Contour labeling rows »

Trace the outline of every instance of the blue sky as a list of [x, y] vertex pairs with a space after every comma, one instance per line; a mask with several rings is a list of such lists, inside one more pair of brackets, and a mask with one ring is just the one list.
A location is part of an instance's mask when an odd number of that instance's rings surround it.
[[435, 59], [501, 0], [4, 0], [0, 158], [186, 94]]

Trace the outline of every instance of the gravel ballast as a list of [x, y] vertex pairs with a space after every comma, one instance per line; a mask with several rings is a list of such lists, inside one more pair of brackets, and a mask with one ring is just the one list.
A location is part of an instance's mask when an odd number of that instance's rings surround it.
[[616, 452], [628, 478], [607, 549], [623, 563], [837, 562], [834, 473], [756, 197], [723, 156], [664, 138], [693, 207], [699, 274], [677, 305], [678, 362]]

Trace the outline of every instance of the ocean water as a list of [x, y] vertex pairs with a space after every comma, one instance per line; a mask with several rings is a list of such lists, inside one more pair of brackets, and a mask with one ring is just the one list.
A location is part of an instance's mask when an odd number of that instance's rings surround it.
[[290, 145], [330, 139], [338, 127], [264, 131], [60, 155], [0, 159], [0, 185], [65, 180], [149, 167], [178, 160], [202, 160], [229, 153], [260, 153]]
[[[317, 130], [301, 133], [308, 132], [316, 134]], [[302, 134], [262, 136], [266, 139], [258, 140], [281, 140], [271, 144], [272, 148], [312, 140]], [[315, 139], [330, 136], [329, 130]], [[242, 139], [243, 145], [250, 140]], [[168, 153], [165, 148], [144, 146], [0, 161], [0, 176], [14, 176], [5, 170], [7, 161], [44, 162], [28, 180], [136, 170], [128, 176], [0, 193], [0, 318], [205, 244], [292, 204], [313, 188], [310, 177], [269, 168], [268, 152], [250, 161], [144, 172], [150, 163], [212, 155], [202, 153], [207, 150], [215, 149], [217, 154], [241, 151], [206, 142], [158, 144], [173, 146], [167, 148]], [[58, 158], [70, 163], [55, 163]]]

The exercise » Can you output every nonblank line of the rows above as a Markdown table, numbering them in a "Line" column and placing each line's wording in a "Text" column?

Exercise response »
| Line | Text |
|---|---|
| 1 | Trace the outline of every instance of the blue sky as a list of [x, y] vertex pairs with a space after every comma, one instance per line; a mask with several rings is a list of such lists, inside one more pair of brackets, and a mask with one ring is just the one list. |
| 2 | A location is part of an instance's mask when an odd number of that instance's rings surround it. |
| 3 | [[435, 59], [501, 0], [4, 0], [0, 158], [186, 94]] |
| 4 | Trace the outline of every instance of the gravel ballast as a list of [x, y] vertex pairs with a space after every comma, one instance per line; a mask with several rings is a list of such lists, inside one more pair of brackets, and a mask with one ring is just the one list. |
| 5 | A location is part of an instance's mask when an odd number of that instance's rings surround it. |
| 6 | [[616, 452], [628, 478], [607, 549], [623, 563], [837, 562], [834, 473], [756, 197], [723, 156], [664, 138], [693, 207], [699, 274], [677, 305], [678, 362]] |
| 7 | Trace the outline of every instance of the ocean water as a list of [x, y] vertex pairs with a space after every comma, one instance per line; a mask with several rings is a list of such lists, inside one more pair of brackets, and a mask with one ring is just the one list. |
| 8 | A location is part of an instance's mask when an odd number of that instance's rings surround it. |
| 9 | [[290, 145], [330, 139], [338, 127], [264, 131], [60, 155], [0, 159], [0, 185], [65, 180], [149, 167], [178, 160], [202, 160], [229, 153], [260, 153]] |
| 10 | [[[317, 130], [301, 133], [308, 132], [316, 134]], [[302, 134], [262, 136], [266, 139], [258, 140], [281, 140], [271, 144], [272, 148], [312, 140]], [[315, 139], [330, 136], [329, 130]], [[242, 139], [243, 145], [250, 140]], [[168, 153], [165, 148], [144, 146], [0, 161], [0, 176], [14, 176], [5, 170], [7, 161], [44, 162], [28, 180], [136, 170], [128, 176], [0, 193], [0, 318], [205, 244], [292, 204], [313, 188], [310, 177], [269, 168], [268, 152], [250, 161], [144, 172], [150, 163], [212, 155], [202, 153], [207, 150], [215, 149], [217, 154], [241, 151], [206, 142], [158, 144], [173, 146], [167, 148]], [[58, 158], [70, 163], [55, 163]]] |